**RECORDS FOR THE EXERCISE:**
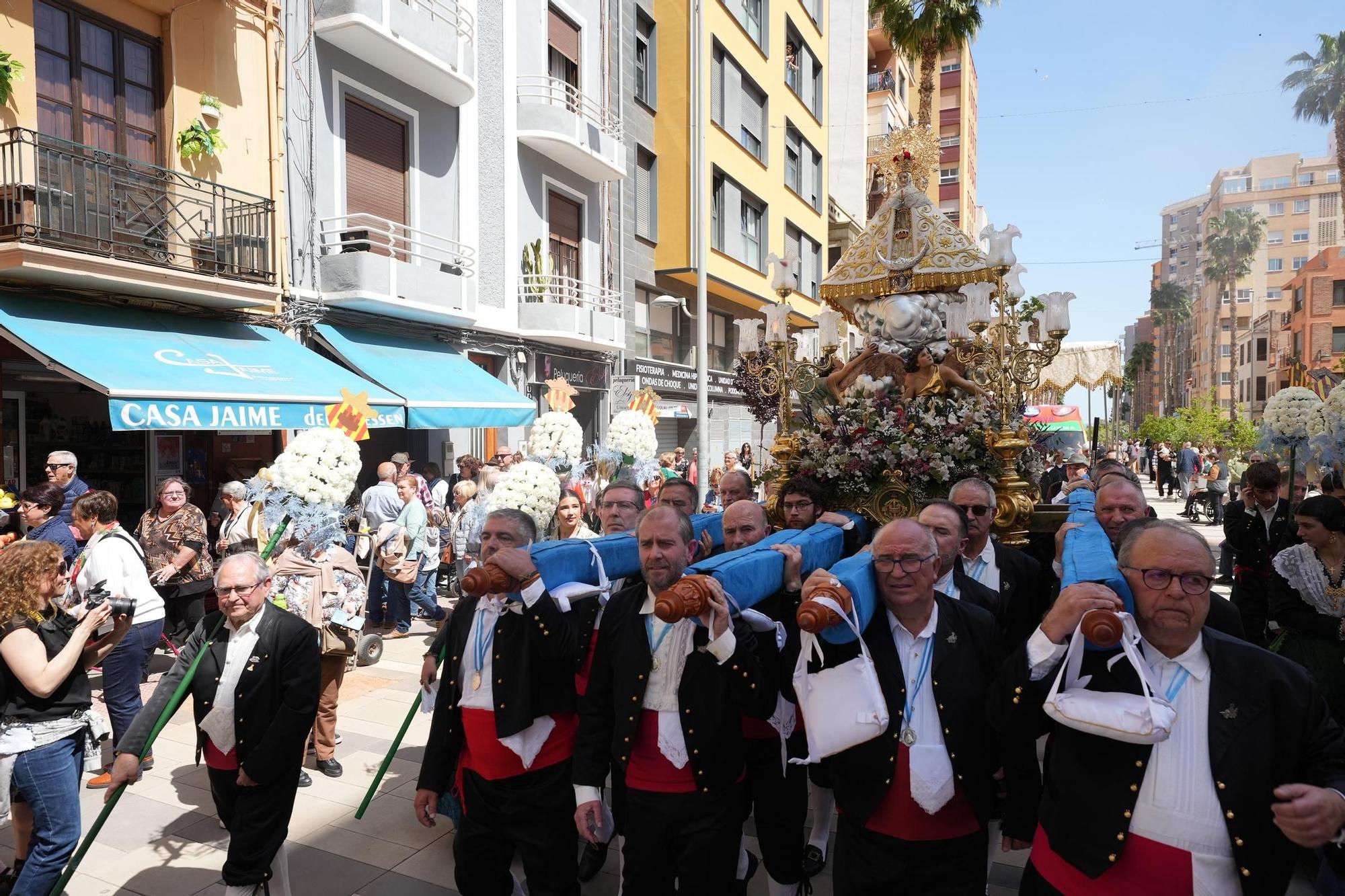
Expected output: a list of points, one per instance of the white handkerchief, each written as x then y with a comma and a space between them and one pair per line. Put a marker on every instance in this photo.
931, 776
672, 743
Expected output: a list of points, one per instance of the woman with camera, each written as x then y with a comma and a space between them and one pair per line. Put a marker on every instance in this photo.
49, 732
114, 565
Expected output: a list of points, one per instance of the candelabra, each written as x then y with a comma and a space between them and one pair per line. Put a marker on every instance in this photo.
1004, 352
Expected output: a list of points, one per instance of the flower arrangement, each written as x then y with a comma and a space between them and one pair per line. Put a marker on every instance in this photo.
558, 440
934, 440
1286, 417
531, 487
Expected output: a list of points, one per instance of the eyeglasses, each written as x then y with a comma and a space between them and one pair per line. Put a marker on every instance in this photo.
909, 564
1160, 579
240, 589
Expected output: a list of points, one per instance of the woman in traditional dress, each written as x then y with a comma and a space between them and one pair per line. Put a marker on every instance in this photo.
1308, 598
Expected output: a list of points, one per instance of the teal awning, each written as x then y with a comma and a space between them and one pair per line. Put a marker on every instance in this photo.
171, 372
442, 388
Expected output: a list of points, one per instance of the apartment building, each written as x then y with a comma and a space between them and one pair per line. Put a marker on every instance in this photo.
1300, 201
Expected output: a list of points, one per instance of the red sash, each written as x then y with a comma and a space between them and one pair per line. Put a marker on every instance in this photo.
1145, 866
649, 768
902, 817
493, 760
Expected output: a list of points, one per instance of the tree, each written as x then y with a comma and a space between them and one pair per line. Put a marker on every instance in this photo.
1231, 243
923, 29
1169, 307
1320, 81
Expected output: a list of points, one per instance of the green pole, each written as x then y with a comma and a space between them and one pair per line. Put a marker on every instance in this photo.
174, 702
397, 741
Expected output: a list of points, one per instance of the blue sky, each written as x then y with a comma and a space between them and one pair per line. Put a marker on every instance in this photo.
1086, 186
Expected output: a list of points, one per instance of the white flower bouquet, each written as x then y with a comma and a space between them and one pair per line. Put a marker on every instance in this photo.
556, 440
531, 487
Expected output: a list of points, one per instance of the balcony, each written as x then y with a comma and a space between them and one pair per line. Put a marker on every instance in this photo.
389, 268
571, 313
426, 44
75, 216
564, 124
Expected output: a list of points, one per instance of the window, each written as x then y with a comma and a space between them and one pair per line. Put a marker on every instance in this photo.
646, 54
646, 194
96, 84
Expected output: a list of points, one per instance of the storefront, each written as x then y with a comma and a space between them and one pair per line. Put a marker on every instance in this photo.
139, 396
591, 381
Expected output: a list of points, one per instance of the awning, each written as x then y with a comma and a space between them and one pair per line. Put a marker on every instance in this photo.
442, 388
169, 372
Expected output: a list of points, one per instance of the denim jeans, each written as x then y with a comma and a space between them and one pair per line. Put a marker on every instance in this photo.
49, 779
123, 671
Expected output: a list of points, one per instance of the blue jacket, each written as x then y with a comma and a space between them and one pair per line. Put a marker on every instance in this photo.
73, 490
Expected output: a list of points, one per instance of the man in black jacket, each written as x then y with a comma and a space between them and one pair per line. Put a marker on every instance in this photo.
662, 715
255, 698
1257, 532
505, 725
1252, 771
915, 801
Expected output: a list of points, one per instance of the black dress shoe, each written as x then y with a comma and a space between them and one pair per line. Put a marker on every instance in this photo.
592, 860
814, 860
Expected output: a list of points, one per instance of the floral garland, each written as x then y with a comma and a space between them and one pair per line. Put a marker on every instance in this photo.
934, 440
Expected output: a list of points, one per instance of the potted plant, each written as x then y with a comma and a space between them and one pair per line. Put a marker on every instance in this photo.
11, 71
200, 140
210, 107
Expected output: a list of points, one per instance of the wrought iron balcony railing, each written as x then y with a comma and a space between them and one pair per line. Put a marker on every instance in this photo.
67, 196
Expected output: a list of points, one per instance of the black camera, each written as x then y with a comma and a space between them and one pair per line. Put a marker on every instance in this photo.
120, 606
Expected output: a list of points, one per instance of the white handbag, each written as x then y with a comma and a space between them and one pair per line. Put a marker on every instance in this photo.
1136, 719
844, 705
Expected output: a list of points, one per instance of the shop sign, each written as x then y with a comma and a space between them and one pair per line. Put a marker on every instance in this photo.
668, 378
232, 416
582, 374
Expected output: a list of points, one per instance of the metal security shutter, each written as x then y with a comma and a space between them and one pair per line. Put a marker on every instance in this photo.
376, 163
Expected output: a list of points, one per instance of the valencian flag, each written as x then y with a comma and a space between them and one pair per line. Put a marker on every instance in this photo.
646, 401
352, 416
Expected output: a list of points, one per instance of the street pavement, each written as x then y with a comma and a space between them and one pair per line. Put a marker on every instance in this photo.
165, 837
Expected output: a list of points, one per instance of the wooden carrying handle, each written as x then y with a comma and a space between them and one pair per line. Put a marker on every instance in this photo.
489, 579
684, 599
814, 618
1102, 627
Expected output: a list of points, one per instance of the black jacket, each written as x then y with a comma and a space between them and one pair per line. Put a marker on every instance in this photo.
969, 651
1246, 534
276, 700
711, 696
1269, 725
533, 658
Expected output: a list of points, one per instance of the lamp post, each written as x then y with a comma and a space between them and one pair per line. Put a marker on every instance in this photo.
997, 348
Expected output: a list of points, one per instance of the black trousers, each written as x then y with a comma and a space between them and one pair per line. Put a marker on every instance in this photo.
258, 819
781, 803
691, 840
533, 814
871, 864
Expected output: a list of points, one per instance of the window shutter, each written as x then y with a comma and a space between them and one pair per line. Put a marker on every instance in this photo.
563, 36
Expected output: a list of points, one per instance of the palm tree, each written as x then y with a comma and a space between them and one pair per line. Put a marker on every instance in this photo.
1320, 81
1231, 243
923, 29
1171, 307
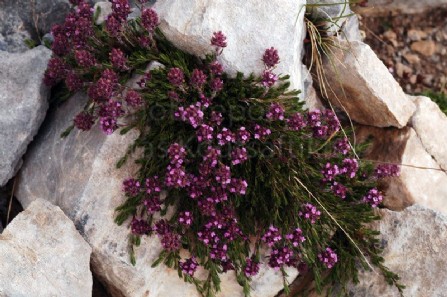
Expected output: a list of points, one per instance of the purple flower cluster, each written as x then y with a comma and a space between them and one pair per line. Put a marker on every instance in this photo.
261, 132
133, 98
84, 58
282, 256
270, 57
272, 236
131, 187
276, 112
323, 124
296, 122
176, 76
386, 170
310, 212
342, 146
349, 167
149, 19
189, 266
219, 40
374, 197
56, 71
185, 218
328, 258
251, 268
339, 190
118, 59
73, 81
296, 237
198, 78
84, 121
139, 227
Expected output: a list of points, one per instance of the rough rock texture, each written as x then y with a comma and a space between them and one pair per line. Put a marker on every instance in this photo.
363, 86
250, 27
12, 30
332, 13
351, 31
105, 8
430, 124
421, 180
384, 7
80, 176
23, 105
414, 241
42, 254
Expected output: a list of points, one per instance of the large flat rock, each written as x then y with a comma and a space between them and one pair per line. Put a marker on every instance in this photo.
414, 242
421, 179
42, 255
430, 124
362, 86
23, 105
251, 26
395, 7
78, 174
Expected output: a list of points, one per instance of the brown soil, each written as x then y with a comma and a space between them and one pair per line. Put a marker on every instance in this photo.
413, 47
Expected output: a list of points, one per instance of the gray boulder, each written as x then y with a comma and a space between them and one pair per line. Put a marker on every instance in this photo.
332, 14
422, 181
414, 242
81, 177
42, 254
251, 26
23, 105
361, 85
395, 7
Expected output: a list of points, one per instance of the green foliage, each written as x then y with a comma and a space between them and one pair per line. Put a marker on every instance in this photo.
439, 97
284, 171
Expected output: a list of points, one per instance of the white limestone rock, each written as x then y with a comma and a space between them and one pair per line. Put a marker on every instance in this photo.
430, 124
414, 242
23, 105
362, 86
42, 254
80, 177
251, 26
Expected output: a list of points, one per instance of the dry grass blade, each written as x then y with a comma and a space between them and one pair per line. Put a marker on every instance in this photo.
338, 225
10, 201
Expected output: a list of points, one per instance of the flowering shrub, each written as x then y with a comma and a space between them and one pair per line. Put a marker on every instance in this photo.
251, 176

**TASK PROMPT:** Can you extract every line of the records above, word for word, omitting the pictures?

**RESPONSE TO THE TASK:**
Expected output: a list of points, one per instance of the white handkerchief, each written as x then y with a comma and a space between them and one pair per line. Put a marker on every instance in this photo.
931, 776
672, 743
Expected output: a list of points, one per instance of the woman with camera, each written as x then y with a comma and a space between them and one pair per line. Put a marker on every instance in this photo.
49, 732
114, 565
Expected output: a list of points, one per instance of the candelabra, each written as x then y with a comma and a space between them and one pair per line. Put a marker on every instance in this photo.
1004, 352
Expected output: a list of points, one per instance of the flower arrangement, each written as x then y with a comma and a space between them and one pair per line. Put a marker on every instance in this photo.
558, 440
934, 440
1286, 417
531, 487
Expected output: a list of points, one per instance of the eyeglasses, each written as x then y with a comma and a space between them and one pair per line. Put a marker on every instance in this photo.
909, 564
1160, 579
240, 589
Expected output: a list of points, one per instance of the woman in traditional dress, each written as x then y with a comma and a space between them and one pair per line. Put a marker on every instance in this photo.
1308, 598
Expected output: a list of points, one per instance of the teal awning, each written as x then y with a comma and a space between them and one pair per line. Put a marker on every instance in this photo.
171, 372
442, 388
Expected output: a list of points, one per instance of the apartment building, each written as x then y with a comma and a space between them and one pair per line. Put a marker on every instance in this photo.
1300, 201
Expected output: a list of points, one per instance of the red sash, each written as x then y with a comma and a space between them and one pair per line. Put a marker on every instance in this photo.
1145, 866
649, 768
902, 817
493, 760
Expected output: a list of points, one per instance of the tree, each written as x then y with a comma and a space between them and one pair per line. Put a marker on every instance in this photo.
1231, 243
923, 29
1169, 307
1320, 81
Expected output: a list of points, one per instance of the green pole, each written as x then y with a comma and a space between them and one pair per line. Put a marker on every instance in this photo.
174, 702
397, 741
Expected output: a list of points, one per instance of the blue sky, each written as x then y with a comma and a space between them and one pair per line. Put a marker on every instance in this photo.
1086, 186
Expected output: a list of points, one per instance of the white flower bouquet, each written as x then y with a comma and a space between them and one pair per line. Put a marker on every instance in this photo.
556, 440
531, 487
Expected output: a list of points, one per instance of the balcony, each written as x then y with a comma and a space between them and one pair per line. Put a marker on every instance in this photo.
389, 268
571, 313
426, 44
75, 216
564, 124
Expected output: a list of points, one per instance of the window, each written as x then y with a comma and a space between them and one pair per line. Put a marker on every instance in this photo.
646, 54
646, 194
96, 84
Expected output: a list of points, one per instance of the storefront, each written as x then y with a comma and a space between them and one pair per line. Put a marker on every instance in this photo.
139, 396
591, 381
Expected output: a list of points, one per instance of the awning, each written as x then y with a comma and a space between them and one pair per line. Put a marker on every instance in this photo.
442, 388
169, 372
Expected output: a list of points, one per instance of the denim jeans, each written as x then y with a comma and a space between them and one pair per line. Put a marker on every instance in this photo.
49, 779
123, 671
Expected output: a list of points, one per instance of the blue jacket, each written as x then y with a comma and a space between them and one pair per line. Put a marker on every instance in this photo.
73, 490
Expected output: a list of points, one per instance of the man in black jacket, each written as x then y with a comma and a space between them and one pair per line. Put a marker on every instance in this photo.
662, 715
255, 698
1257, 532
505, 725
1252, 771
915, 801
Expected output: a list of points, one per instance of the black dress shoe, each written as x then y with a comma and a space between them and one pair per line. Put a marker on every instance in this photo.
592, 860
814, 860
Expected output: a list of points, one per instance of the floral garland, each written as x then y with a comma and a space between them and one pair per line. Put a marker on every instance in this photo.
934, 440
Expected output: a list of points, one per instance of the potted plant, each written as x then y with a comma and a space between them and one pair per line. Put a marker on every instance in this photo.
11, 71
200, 140
210, 107
Expected output: a list of points, one per instance of the wrought iron balcony railing, each written as x then y with a comma and a space between them and one pair per line. Put a marker on every instance in this photo.
67, 196
Expected output: a list of points, one per instance of the black camera, each written as x then y with a comma and a space between them and one pair per line. Put a marker on every instance in this photo.
120, 606
Expected output: a list of points, one per instance of the white handbag, each written as x then y with a comma and a space between them and one pair per line. Put a marker on every instance in this photo.
1136, 719
844, 705
Expected output: a list of points, one per instance of the shop sign, each written as x then y with a comma and a space between them and one pair per line. Put a marker on every instance in this photo.
668, 378
232, 416
582, 374
Expected output: a list of points, one per instance of the metal security shutter, each written as x then y with a comma and a space between them and one pair per line. Put a marker on every instance in this photo.
376, 163
Expected output: a list of points, one per instance of the valencian flag, each written as x then y with a comma and a space between them and one pair per line. Put a marker on every instance in this photo.
646, 401
352, 416
Expected output: a list of points, one per instance of the street pavement, each written as x then y with a comma and a space between them and one pair per line. Put a marker on every instance in this photo.
165, 837
Expected output: a list of points, one per instance of the wooden carrying handle, each written as x then y with a comma and a space between them and one pair per line. Put a marker on every instance in this photo.
489, 579
684, 599
814, 618
1102, 627
Expected output: a list of points, one per instance of the black jacket, each written as x then y with a comma and a space between them and one pair per line. Put a marker on every instance in this photo.
969, 651
1246, 534
276, 700
711, 696
1269, 725
533, 658
Expected output: a list of points, one per instance of the lamp post, each written as x then y with a comma and a space between them and one pair per line. Put a marker on every instance in this photo.
997, 348
Expected output: a list of points, one per instance of the black trousers, each written as x then y with a comma and a space between them and one pair per line. Put a marker on every instance in this photo.
258, 819
781, 803
691, 840
533, 814
871, 864
Expected output: a list of points, one per instance of the window shutter, each written as x then y with a comma and a space between them and one pair per line. Put a marker on every instance in this photo.
563, 36
Expected output: a list of points, one per instance of the palm tree, each written as x then y with a comma and a space between them and one pair per line. Put a marker on every instance in this photo.
1320, 81
1231, 243
923, 29
1171, 307
Expected output: a list of points, one per instance of the purple flower cluster, each written as x then y with a comma and a space between them and one pair per line. Put a marker on every instance in this photo.
261, 132
133, 98
84, 58
282, 256
270, 57
272, 236
131, 187
276, 112
323, 124
296, 122
176, 76
386, 170
310, 212
342, 146
349, 167
149, 19
189, 266
219, 40
374, 197
56, 71
185, 218
328, 258
251, 268
339, 190
118, 59
73, 81
296, 237
198, 78
84, 121
139, 227
Expected output: a list of points, one per instance of the rough rock texture, each written as x then y with a comma and a space between them and one pair per line. Put a marker on every instance in this photo.
363, 86
250, 27
12, 30
332, 13
351, 31
105, 8
430, 124
421, 180
384, 7
80, 176
23, 105
414, 241
42, 254
Expected output: a list of points, one per instance of the large flat rock, each written as x then y with a comma and a space between them and one pair per line. Put a marker on every instance in this photo.
414, 242
421, 179
42, 255
430, 124
362, 86
23, 105
251, 26
395, 7
78, 174
Expected output: a list of points, one per instance of the brown soil, each written as x then y with a comma and a space between them and one pair per line. Put a marker on every instance in this photo.
413, 47
Expected output: a list of points, one per instance of the gray boulder, each written as x then y with a comma and a space between them and one pair per line. Put a marker on every instance in this photo.
332, 14
422, 181
414, 242
81, 177
42, 254
251, 26
23, 105
361, 85
395, 7
Expected output: a list of points, one per instance of the green foliage, each written as x then y with a comma and a space between them and one pair per line. Put a marker on every instance in this photo.
439, 97
284, 171
Expected output: a list of points, one per instance of the white limestone rock, each written as x then y with a comma and a space between them and one pair per line. Put a marker on every instance in this photo.
430, 124
414, 242
23, 105
362, 86
42, 254
80, 177
251, 26
Expected output: a list of points, one per instance of the dry grass blade, each written as x then y with a comma and a space between them and one pair per line. Put a marker on every instance in this photo.
338, 225
10, 201
Expected output: a list of points, one per instance of the flowering shrub, each written as x then y with a comma and a space between them and one pair per line. Put a marker on every instance in this photo.
251, 176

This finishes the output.